Задание
Воспроизведите дословно отрывок текста о книге Стивена Пинкера от слов «Стивен Пинкер. Язык» до слов «коллег-лингвистов такого нет.».

Фрагмент текста
§

Стивен Пинкер. Язык как инстинкт. М.: Едиториал УРСС, 2004. 456 с.

На обложке книги Стивена Пинкера, изданной в России в 2004 году, указано: «Мировой научно-популярный бестселлер». И это, повидимому, соответствует истине. На английском книга впервые вышла в 1994 году и выдержала несколько переизданий. Английская обложка украшена выдержками из хвалебных рецензий, опубликованных в самых престижных журналах и газетах: «Nature», «Independent», «The Times» и др. Судьба русского перевода оказалась значительно скромнее. Мне не известна ни одна рецензия в России на эту книгу, и я не знаю здесь ни одного человека, который бы ее читал. По крайней мере среди моих коллег-лингвистов такого нет.

§

Исходные записи
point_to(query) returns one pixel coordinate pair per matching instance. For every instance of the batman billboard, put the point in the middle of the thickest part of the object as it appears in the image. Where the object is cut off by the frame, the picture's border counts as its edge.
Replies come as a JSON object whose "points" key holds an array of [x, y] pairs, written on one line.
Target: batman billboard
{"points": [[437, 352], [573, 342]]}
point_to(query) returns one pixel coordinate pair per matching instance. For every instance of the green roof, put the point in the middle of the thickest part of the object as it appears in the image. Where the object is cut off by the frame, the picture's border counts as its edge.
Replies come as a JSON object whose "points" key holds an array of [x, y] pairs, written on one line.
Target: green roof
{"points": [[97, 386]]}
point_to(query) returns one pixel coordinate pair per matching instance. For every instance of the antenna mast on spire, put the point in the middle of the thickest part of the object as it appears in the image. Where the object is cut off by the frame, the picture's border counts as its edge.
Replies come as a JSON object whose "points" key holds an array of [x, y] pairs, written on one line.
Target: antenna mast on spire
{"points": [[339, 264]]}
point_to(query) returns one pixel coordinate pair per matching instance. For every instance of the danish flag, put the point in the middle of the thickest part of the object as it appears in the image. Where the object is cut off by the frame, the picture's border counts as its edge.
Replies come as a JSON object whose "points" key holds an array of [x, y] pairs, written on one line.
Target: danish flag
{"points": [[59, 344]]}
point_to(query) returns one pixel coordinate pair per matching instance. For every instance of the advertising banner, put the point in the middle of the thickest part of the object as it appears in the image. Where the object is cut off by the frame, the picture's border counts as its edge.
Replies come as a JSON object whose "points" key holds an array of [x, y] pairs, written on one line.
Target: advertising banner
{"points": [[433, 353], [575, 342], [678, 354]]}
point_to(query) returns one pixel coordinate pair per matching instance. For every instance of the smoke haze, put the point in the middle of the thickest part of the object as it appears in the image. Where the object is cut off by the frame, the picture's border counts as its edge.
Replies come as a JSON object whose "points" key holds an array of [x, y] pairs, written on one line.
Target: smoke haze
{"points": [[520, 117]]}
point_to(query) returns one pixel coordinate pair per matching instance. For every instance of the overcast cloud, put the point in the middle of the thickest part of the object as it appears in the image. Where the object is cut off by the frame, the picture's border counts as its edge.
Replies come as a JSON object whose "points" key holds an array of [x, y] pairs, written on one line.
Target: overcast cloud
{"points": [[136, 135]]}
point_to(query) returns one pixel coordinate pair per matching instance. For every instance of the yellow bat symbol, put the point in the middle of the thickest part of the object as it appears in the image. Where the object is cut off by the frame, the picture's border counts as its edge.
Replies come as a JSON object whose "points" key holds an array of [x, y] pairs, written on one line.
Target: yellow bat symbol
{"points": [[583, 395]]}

§

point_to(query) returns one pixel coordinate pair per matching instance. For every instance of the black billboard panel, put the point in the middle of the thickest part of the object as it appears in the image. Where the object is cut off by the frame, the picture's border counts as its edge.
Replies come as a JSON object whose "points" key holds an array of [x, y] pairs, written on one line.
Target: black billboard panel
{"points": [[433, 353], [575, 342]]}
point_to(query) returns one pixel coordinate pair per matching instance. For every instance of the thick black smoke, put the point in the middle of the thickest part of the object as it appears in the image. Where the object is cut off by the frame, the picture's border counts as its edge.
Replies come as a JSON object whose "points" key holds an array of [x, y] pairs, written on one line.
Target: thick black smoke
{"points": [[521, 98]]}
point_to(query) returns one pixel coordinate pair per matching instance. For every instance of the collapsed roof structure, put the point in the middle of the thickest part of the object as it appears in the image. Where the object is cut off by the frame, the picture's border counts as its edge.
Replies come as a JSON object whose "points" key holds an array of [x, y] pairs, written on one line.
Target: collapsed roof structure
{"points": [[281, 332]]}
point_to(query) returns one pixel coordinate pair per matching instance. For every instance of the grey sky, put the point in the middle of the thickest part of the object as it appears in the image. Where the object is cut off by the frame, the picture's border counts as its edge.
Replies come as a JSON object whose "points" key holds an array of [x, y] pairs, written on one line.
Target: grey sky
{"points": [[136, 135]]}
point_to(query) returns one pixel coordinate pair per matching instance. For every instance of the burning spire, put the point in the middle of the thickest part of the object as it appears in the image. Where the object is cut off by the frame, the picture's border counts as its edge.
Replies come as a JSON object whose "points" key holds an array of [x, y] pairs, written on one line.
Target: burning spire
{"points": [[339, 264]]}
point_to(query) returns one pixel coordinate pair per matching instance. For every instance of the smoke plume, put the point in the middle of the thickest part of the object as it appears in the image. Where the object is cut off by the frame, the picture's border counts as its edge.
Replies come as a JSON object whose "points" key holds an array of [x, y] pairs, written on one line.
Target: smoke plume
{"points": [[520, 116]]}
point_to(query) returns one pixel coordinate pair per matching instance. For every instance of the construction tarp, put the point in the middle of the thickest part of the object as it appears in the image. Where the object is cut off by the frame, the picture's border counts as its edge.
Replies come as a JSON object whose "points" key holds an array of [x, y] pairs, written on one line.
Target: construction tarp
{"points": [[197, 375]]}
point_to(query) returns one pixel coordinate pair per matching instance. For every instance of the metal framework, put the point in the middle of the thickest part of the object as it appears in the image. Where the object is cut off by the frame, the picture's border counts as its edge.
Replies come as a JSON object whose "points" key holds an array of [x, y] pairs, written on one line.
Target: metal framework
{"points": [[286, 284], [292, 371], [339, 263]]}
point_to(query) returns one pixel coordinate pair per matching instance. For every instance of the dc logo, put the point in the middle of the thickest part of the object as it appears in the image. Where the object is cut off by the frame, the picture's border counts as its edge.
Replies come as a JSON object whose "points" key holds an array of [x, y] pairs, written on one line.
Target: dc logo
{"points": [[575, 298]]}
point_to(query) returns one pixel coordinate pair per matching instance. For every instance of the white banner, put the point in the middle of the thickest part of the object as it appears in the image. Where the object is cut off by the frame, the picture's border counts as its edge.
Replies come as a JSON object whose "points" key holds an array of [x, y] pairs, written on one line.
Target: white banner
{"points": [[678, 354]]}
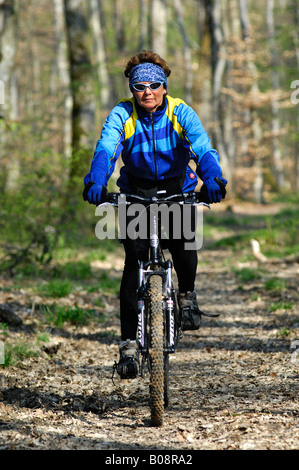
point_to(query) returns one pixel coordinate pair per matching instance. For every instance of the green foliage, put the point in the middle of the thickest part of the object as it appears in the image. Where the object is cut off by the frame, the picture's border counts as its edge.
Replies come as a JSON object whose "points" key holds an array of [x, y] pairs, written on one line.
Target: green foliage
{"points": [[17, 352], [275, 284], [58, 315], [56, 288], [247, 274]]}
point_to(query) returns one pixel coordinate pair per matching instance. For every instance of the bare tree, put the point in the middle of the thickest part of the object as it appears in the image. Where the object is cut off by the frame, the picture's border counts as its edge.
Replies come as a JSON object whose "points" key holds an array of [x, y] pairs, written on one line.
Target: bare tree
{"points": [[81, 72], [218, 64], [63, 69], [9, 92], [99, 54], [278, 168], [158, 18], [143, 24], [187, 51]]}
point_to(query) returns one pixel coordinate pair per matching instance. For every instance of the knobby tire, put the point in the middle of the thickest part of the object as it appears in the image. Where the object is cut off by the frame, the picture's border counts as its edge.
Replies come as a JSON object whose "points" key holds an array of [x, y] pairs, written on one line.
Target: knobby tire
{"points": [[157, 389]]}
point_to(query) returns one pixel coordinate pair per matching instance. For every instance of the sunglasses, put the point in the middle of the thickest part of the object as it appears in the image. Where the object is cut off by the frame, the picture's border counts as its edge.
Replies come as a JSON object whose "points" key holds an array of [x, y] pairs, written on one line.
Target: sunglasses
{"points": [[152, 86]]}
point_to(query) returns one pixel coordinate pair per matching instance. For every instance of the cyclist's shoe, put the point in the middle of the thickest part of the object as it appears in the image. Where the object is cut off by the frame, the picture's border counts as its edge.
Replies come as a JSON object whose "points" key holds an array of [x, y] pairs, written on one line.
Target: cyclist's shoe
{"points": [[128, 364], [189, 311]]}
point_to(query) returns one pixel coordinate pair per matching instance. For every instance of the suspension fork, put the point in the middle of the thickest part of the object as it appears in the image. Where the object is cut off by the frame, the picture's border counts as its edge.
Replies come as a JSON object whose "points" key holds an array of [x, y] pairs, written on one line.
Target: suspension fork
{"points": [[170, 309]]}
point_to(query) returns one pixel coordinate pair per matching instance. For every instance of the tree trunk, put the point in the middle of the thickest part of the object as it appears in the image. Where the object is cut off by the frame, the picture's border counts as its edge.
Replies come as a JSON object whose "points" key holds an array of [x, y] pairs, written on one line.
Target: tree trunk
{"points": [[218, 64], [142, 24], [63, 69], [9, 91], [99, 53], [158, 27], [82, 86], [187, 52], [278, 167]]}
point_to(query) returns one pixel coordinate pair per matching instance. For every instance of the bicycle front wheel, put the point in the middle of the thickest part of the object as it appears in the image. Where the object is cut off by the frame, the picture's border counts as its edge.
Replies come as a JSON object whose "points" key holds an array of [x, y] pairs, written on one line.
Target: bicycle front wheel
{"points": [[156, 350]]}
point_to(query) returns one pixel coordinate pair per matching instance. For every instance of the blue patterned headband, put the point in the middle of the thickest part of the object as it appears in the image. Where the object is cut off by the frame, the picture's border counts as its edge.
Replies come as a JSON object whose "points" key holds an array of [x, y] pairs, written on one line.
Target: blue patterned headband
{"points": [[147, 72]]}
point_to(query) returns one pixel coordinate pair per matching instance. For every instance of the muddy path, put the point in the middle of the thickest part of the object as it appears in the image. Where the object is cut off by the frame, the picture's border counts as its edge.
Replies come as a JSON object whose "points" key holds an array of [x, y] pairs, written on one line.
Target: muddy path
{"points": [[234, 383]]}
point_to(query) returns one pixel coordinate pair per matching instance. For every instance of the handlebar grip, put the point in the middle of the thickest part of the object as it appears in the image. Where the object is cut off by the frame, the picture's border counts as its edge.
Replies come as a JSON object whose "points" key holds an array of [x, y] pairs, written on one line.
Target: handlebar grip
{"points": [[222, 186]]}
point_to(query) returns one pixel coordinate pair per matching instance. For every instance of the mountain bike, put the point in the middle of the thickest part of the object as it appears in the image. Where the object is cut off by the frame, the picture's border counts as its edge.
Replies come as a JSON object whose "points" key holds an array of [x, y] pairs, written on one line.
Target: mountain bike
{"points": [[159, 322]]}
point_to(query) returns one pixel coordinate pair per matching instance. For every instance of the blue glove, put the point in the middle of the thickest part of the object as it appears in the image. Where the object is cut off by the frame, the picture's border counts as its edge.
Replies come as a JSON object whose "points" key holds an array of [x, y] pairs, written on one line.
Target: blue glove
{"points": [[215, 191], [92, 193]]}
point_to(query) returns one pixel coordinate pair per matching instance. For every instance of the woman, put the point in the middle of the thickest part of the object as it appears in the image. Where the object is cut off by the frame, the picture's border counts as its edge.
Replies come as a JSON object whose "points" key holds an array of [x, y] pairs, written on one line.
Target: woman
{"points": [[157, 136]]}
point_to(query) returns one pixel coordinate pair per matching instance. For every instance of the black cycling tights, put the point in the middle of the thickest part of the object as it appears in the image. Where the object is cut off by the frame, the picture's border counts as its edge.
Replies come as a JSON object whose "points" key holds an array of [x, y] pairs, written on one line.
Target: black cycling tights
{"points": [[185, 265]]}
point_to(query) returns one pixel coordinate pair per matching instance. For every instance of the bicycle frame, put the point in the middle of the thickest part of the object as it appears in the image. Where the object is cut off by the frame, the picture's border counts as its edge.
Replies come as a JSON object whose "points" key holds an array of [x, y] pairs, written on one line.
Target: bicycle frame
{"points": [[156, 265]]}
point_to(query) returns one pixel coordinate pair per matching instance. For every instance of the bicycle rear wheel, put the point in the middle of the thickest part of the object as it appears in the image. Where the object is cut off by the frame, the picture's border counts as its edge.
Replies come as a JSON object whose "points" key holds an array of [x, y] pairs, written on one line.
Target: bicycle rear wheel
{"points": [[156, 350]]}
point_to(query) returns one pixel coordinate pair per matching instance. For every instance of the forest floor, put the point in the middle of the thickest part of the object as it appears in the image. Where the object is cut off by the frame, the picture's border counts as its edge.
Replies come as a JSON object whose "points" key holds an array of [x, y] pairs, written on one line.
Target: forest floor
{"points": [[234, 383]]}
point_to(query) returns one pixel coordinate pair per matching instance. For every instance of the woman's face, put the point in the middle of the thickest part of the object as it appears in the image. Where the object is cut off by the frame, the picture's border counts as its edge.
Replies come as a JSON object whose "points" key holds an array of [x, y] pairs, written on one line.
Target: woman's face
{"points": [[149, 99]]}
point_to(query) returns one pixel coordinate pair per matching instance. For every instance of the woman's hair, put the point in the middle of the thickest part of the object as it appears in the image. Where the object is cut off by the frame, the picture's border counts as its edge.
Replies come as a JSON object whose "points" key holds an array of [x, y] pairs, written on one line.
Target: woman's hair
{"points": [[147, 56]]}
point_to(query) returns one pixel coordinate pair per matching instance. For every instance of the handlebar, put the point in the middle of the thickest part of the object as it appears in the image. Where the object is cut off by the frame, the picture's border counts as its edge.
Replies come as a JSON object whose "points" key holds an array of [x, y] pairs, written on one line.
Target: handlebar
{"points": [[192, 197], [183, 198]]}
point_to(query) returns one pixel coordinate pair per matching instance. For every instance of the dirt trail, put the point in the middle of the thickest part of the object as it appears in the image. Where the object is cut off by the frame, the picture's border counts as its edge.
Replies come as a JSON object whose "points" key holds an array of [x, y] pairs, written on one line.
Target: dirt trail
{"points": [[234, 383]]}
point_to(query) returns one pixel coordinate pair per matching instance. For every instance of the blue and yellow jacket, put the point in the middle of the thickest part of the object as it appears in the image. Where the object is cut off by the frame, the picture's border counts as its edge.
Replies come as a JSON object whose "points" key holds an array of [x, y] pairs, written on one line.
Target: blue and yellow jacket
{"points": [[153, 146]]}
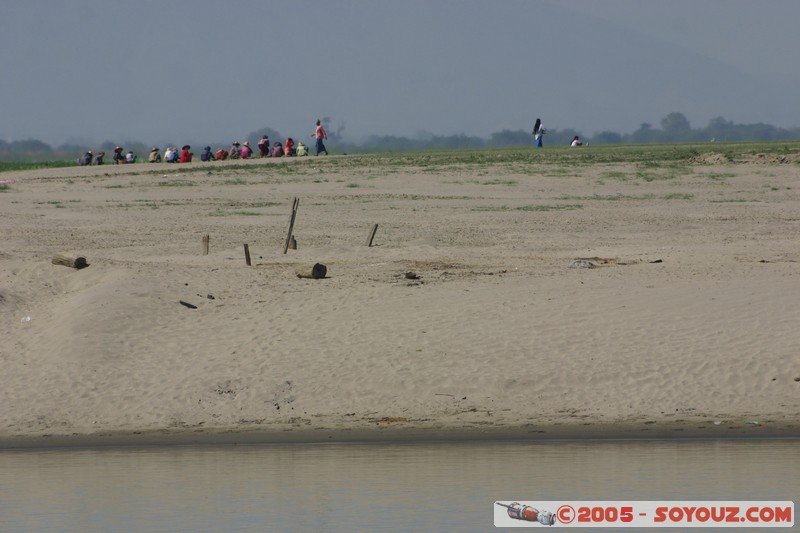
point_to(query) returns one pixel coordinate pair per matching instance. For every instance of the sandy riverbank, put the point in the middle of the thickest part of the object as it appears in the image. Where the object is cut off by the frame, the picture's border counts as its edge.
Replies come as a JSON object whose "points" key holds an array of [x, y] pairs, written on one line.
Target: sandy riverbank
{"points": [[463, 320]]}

§

Ответ
Стивен Пинкер. Язык как инстинкт. М.: Едиториал УРСС, 2004. 456 с.

На обложке книги Стивена Пинкера, изданной в России в 2004 году, указано: «Мировой научно-популярный бестселлер». И это, повидимому, соответствует истине. На английском книга впервые вышла в 1994 году и выдержала несколько переизданий. Английская обложка украшена выдержками из хвалебных рецензий, опубликованных в самых престижных журналах и газетах: «Nature», «Independent», «The Times» и др. Судьба русского перевода оказалась значительно скромнее. Мне не известна ни одна рецензия в России на эту книгу, и я не знаю здесь ни одного человека, который бы ее читал. По крайней мере среди моих коллег-лингвистов такого нет.